Word for word, repeat each line of the listing below.
[Opening MATERIALS PROVIDED section]
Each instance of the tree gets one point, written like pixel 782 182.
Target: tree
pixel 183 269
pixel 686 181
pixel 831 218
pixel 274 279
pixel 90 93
[Closing MATERIALS PROVIDED section]
## SOLUTION FOR THIS EXERCISE
Each instance of the tree gets one point, written like pixel 782 182.
Target: tree
pixel 183 269
pixel 686 181
pixel 831 218
pixel 274 279
pixel 90 93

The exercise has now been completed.